>> START
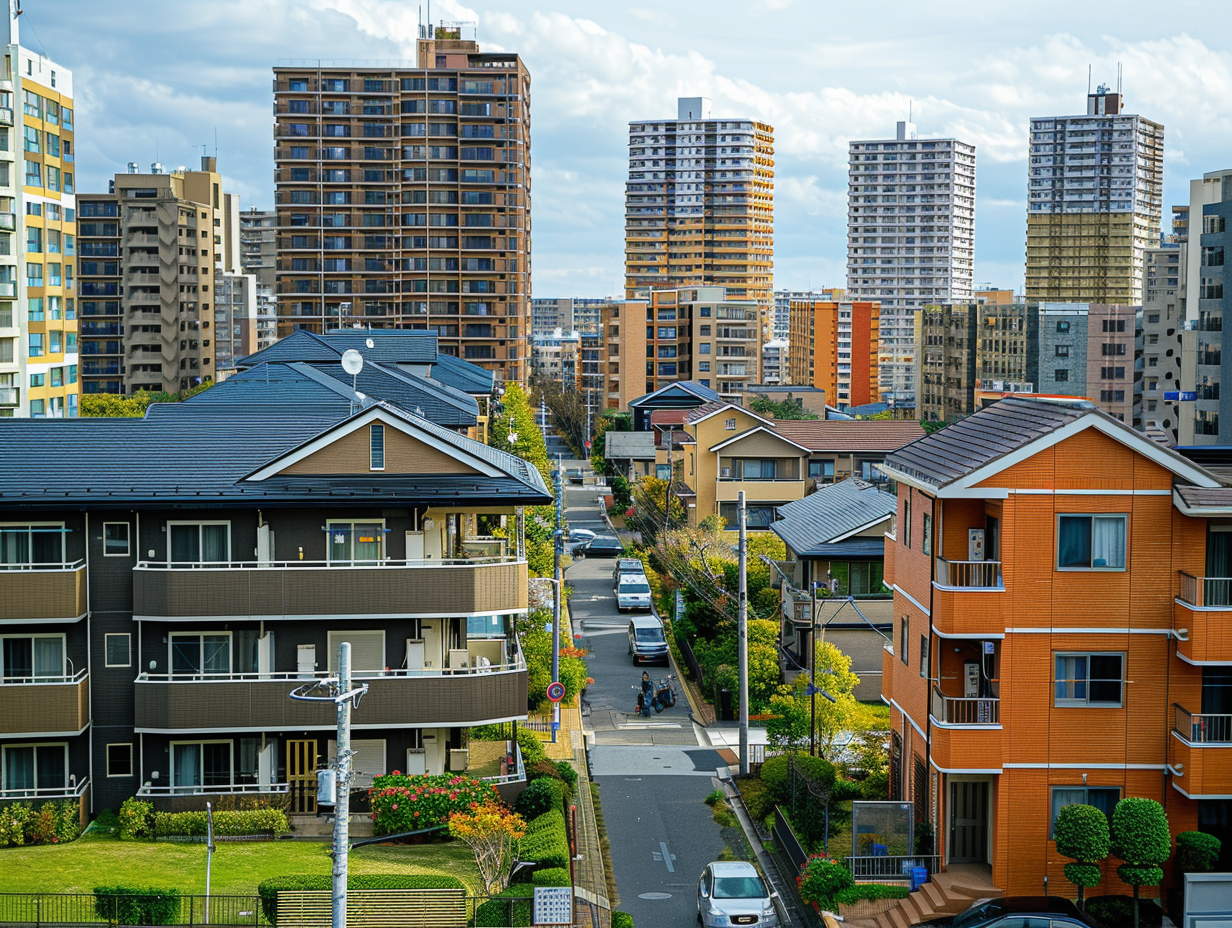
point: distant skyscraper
(911, 238)
(1094, 202)
(699, 205)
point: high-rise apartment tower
(911, 238)
(699, 205)
(1094, 202)
(403, 197)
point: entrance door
(968, 822)
(302, 775)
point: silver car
(731, 892)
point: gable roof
(999, 435)
(832, 514)
(867, 435)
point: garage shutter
(367, 650)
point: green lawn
(238, 868)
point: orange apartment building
(1063, 634)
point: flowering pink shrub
(405, 804)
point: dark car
(1025, 912)
(603, 546)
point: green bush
(136, 818)
(269, 889)
(540, 796)
(239, 823)
(133, 905)
(511, 908)
(552, 876)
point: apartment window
(1104, 799)
(1089, 679)
(120, 761)
(200, 542)
(36, 767)
(31, 657)
(32, 545)
(200, 652)
(115, 539)
(1090, 542)
(376, 446)
(118, 650)
(350, 541)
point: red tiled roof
(849, 434)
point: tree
(1082, 834)
(489, 830)
(1141, 838)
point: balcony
(35, 592)
(399, 698)
(320, 589)
(1203, 618)
(1199, 753)
(41, 705)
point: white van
(633, 593)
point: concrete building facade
(911, 238)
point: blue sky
(159, 78)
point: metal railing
(965, 710)
(1205, 590)
(970, 574)
(891, 866)
(1204, 727)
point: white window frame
(1084, 703)
(132, 770)
(4, 762)
(198, 636)
(128, 540)
(198, 523)
(125, 635)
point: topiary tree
(1141, 838)
(1082, 834)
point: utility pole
(743, 635)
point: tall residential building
(403, 197)
(258, 242)
(38, 313)
(911, 238)
(1094, 202)
(834, 346)
(699, 205)
(153, 256)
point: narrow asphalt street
(653, 773)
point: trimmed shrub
(552, 876)
(511, 908)
(134, 905)
(136, 818)
(192, 825)
(540, 796)
(269, 889)
(405, 804)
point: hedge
(134, 905)
(239, 823)
(269, 889)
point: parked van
(646, 640)
(633, 593)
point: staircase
(948, 894)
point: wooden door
(302, 775)
(968, 822)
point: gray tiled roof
(832, 512)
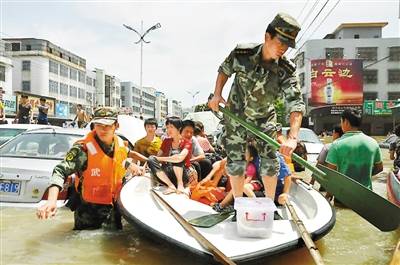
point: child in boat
(171, 163)
(252, 181)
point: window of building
(300, 60)
(63, 89)
(394, 76)
(81, 77)
(53, 87)
(15, 46)
(26, 65)
(73, 74)
(393, 95)
(89, 81)
(2, 73)
(370, 76)
(26, 85)
(301, 79)
(394, 53)
(73, 91)
(63, 70)
(367, 53)
(334, 53)
(81, 93)
(370, 95)
(53, 67)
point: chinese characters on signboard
(336, 82)
(380, 107)
(35, 101)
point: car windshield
(307, 136)
(8, 133)
(39, 145)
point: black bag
(302, 152)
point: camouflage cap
(105, 115)
(286, 28)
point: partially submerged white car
(8, 131)
(27, 162)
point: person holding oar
(262, 75)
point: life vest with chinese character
(102, 180)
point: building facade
(380, 69)
(41, 68)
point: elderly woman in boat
(172, 161)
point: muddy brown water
(26, 240)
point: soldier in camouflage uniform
(262, 75)
(394, 149)
(89, 215)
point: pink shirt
(204, 143)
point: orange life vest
(102, 180)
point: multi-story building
(380, 63)
(6, 81)
(161, 108)
(42, 69)
(130, 98)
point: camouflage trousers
(94, 216)
(235, 141)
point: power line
(301, 12)
(326, 2)
(322, 21)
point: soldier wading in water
(98, 162)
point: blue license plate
(11, 187)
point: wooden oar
(375, 209)
(304, 234)
(209, 220)
(218, 255)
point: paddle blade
(207, 221)
(371, 206)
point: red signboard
(336, 82)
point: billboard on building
(336, 82)
(10, 104)
(35, 101)
(62, 110)
(379, 107)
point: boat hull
(143, 211)
(393, 188)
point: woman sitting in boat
(252, 182)
(171, 163)
(256, 188)
(394, 150)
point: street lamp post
(141, 35)
(193, 97)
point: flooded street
(27, 240)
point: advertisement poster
(62, 110)
(336, 82)
(10, 104)
(34, 100)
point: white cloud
(184, 54)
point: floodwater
(27, 240)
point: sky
(183, 55)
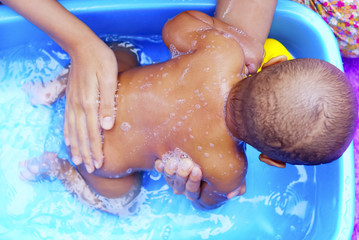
>> END
**REQUIRED TASK**
Please copy the rows word for word, from the line with "point: orange life vest" through the end of the rows, including both ends. Leave the pictures out of your answer.

**RESPONSE**
point: orange life vest
(102, 180)
point: multi-story building
(380, 63)
(6, 81)
(161, 108)
(42, 69)
(130, 98)
point: camouflage trousers
(94, 216)
(235, 141)
point: power line
(301, 12)
(326, 2)
(322, 21)
point: soldier wading in water
(98, 162)
point: blue license plate
(11, 187)
point: wooden oar
(375, 209)
(304, 234)
(209, 220)
(218, 255)
point: paddle blade
(207, 221)
(371, 206)
point: red signboard
(336, 82)
point: billboard on building
(336, 82)
(10, 104)
(35, 101)
(62, 110)
(379, 107)
point: boat hull
(143, 211)
(393, 188)
point: woman sitting in boat
(252, 182)
(171, 163)
(256, 188)
(394, 150)
point: street lamp post
(141, 35)
(193, 97)
point: flooded street
(27, 240)
point: advertisement poster
(62, 110)
(336, 82)
(10, 104)
(34, 100)
point: white cloud
(184, 54)
point: floodwater
(27, 240)
point: sky
(183, 55)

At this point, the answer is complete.